Top of LISTED ENTRIES
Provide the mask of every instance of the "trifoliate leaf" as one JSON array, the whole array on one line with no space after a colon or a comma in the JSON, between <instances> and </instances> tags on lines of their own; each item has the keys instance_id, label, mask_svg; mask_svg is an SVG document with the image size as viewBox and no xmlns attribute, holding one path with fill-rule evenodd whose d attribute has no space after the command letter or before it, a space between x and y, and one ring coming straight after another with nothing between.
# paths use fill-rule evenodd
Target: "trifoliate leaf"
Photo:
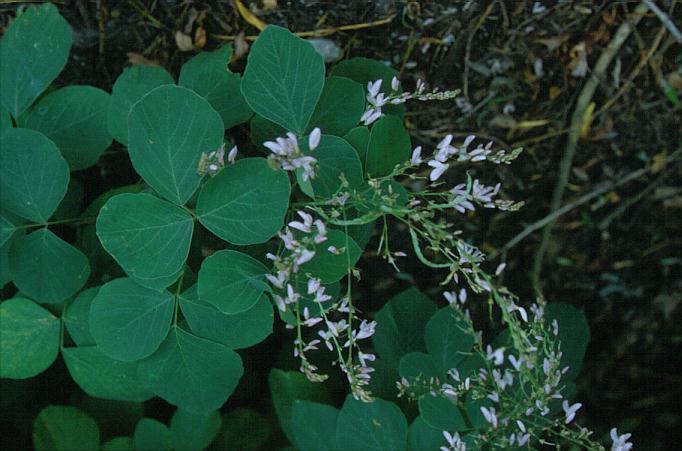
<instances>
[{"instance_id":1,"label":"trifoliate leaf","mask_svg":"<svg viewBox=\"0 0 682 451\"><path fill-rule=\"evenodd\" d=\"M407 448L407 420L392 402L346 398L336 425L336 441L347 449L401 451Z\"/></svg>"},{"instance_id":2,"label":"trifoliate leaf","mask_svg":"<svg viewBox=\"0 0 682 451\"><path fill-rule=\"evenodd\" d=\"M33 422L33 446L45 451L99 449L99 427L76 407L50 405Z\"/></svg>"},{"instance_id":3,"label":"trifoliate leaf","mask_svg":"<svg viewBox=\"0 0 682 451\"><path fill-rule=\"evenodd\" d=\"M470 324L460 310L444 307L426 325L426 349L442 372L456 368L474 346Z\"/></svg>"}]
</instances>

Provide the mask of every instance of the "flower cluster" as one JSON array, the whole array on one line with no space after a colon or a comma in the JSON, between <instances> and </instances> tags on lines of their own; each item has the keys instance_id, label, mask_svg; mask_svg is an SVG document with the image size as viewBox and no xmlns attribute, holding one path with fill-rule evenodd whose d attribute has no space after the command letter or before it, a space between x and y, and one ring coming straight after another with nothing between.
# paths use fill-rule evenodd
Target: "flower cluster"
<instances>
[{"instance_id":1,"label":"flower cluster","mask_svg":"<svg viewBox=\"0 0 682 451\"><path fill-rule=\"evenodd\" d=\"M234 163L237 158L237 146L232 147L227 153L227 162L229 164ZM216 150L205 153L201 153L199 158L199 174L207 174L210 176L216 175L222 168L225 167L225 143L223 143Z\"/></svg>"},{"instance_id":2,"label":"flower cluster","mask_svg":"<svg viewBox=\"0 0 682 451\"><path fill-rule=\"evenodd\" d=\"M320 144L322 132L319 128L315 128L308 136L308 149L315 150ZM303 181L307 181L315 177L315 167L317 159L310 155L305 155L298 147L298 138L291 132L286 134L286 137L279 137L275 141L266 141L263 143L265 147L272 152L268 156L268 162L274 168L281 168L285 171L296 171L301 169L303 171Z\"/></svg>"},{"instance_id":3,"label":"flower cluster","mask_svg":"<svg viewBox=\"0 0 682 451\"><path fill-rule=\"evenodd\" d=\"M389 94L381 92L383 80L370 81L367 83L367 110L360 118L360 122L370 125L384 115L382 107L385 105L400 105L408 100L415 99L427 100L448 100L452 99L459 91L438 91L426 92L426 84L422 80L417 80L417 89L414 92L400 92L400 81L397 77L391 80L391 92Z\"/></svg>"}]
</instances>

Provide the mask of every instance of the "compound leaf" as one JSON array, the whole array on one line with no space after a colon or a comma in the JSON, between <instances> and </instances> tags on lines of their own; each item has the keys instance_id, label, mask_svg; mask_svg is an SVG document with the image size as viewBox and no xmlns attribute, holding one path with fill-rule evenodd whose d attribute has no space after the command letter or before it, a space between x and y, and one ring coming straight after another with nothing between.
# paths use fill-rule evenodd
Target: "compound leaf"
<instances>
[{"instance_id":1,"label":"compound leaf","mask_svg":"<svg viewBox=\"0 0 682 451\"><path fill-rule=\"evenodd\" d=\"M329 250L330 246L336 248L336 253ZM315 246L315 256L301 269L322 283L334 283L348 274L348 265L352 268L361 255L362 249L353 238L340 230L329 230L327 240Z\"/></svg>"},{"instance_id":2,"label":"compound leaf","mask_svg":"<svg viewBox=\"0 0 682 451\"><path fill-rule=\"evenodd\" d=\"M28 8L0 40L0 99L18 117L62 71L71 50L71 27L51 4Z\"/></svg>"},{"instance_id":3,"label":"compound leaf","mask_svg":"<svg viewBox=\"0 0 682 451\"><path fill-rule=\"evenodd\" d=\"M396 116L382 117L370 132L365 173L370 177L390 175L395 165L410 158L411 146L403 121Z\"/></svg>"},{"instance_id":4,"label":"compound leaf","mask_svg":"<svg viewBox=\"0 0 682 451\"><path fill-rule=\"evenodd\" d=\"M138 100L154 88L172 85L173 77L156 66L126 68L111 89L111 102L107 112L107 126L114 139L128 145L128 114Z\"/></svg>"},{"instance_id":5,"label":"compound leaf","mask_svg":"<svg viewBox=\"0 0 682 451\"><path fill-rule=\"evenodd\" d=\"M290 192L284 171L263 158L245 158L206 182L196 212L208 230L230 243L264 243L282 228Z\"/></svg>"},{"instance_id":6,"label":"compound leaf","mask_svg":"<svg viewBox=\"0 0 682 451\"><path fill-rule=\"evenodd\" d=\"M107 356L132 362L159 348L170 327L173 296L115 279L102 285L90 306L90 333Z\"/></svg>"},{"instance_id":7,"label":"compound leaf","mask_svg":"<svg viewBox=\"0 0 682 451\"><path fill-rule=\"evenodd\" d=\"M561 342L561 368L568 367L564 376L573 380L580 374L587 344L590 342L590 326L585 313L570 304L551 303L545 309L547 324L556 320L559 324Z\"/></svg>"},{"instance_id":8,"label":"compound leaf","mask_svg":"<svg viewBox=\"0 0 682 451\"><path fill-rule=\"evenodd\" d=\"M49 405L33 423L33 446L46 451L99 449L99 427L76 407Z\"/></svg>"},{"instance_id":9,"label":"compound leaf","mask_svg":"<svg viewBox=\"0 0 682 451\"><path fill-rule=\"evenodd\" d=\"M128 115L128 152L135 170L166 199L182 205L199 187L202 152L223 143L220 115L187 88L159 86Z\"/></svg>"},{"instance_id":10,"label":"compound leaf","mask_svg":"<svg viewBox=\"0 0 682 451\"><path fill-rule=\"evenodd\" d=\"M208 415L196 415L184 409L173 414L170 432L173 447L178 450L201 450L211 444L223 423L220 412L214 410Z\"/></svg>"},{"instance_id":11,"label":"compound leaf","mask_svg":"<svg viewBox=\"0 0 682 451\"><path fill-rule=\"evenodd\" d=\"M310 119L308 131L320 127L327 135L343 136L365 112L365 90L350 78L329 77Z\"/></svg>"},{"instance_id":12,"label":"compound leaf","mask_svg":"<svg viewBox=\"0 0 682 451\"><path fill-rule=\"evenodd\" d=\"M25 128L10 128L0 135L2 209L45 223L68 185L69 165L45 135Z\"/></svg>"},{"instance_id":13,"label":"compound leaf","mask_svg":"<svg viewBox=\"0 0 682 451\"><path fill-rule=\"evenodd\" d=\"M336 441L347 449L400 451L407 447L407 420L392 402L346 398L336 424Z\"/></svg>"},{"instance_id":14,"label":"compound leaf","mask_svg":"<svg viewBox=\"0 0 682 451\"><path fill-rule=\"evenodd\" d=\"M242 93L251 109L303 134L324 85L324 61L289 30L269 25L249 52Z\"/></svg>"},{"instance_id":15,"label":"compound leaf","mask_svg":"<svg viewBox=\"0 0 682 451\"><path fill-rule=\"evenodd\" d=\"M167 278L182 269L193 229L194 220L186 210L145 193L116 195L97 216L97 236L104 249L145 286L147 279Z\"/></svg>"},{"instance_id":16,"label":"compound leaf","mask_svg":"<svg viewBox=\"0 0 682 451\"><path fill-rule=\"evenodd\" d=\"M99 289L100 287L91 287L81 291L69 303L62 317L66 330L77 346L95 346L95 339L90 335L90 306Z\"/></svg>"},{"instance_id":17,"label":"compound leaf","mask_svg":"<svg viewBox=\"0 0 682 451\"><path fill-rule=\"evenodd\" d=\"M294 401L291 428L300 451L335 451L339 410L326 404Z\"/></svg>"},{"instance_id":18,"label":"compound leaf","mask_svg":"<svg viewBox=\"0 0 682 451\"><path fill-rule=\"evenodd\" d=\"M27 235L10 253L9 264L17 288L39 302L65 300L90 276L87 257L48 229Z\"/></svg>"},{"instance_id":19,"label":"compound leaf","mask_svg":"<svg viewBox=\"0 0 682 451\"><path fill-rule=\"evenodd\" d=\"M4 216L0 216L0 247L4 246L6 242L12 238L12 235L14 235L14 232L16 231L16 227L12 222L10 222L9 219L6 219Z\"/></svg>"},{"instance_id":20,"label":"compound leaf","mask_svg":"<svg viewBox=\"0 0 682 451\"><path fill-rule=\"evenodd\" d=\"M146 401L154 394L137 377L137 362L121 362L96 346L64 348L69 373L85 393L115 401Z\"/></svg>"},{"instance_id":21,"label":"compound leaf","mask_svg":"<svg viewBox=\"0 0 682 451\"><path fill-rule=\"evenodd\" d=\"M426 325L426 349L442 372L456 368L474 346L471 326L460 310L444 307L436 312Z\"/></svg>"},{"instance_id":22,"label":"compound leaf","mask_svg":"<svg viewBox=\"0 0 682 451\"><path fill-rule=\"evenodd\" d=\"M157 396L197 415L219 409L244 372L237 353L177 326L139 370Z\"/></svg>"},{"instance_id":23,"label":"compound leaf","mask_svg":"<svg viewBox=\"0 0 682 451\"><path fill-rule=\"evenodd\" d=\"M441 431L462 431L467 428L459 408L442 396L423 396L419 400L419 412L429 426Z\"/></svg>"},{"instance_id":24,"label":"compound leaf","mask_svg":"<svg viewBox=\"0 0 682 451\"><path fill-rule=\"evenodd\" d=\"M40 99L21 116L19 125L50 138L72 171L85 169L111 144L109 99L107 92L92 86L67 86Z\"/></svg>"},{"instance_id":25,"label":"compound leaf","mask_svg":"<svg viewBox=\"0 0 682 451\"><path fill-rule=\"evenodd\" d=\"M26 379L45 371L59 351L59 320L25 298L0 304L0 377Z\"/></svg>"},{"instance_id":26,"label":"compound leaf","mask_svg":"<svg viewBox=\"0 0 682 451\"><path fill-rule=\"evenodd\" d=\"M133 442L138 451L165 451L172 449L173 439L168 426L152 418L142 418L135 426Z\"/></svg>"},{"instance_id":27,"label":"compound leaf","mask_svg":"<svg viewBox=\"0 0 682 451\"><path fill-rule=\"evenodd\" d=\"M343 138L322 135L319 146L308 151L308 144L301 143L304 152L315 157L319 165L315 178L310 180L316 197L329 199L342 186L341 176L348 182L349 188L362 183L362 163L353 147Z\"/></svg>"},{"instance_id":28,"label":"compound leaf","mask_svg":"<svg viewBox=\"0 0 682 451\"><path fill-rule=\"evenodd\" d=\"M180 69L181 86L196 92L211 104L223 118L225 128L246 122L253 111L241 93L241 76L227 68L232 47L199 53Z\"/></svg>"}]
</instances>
Bottom of LISTED ENTRIES
For each line above that includes the word "their", make a copy of that line.

Provide the mask of every instance of the "trifoliate leaf" as one JSON array, the whole array on one line with no space after a colon or a comma in the JSON, between <instances> and </instances> tags on lines of their own; each item has the keys instance_id, label, mask_svg; mask_svg is an SVG document with the image size as viewBox and no xmlns attribute, holding one path with fill-rule evenodd whose d attribute has no space after the command letter or before it, a space between x and y, and one ring coming straight after another with nothing between.
Provide the mask of every instance of the "flower cluster" as one JSON array, the whole array on one line with no space after a colon or a comma in the JSON, between <instances> and </instances> tags on lines of their own; each item has the keys instance_id, label, mask_svg; mask_svg is an SVG document with the image size as viewBox and no xmlns attribute, holding one path with fill-rule evenodd whose d attribute has no space after the command letter or before it, a space between x and y, and one ring coming straight after another with nothing between.
Provide the mask of every instance of the "compound leaf" as one JSON array, the whole array on one line with no space after a colon or a comma in the JSON, between <instances> and </instances> tags on lines of their own; each item has the keys instance_id, label, mask_svg; mask_svg is an SVG document with the image size as viewBox and no xmlns attribute, holding one path with fill-rule evenodd whose d attribute has no space after the command letter or before it, a space between x and y, and one ring coming straight after another with nothing between.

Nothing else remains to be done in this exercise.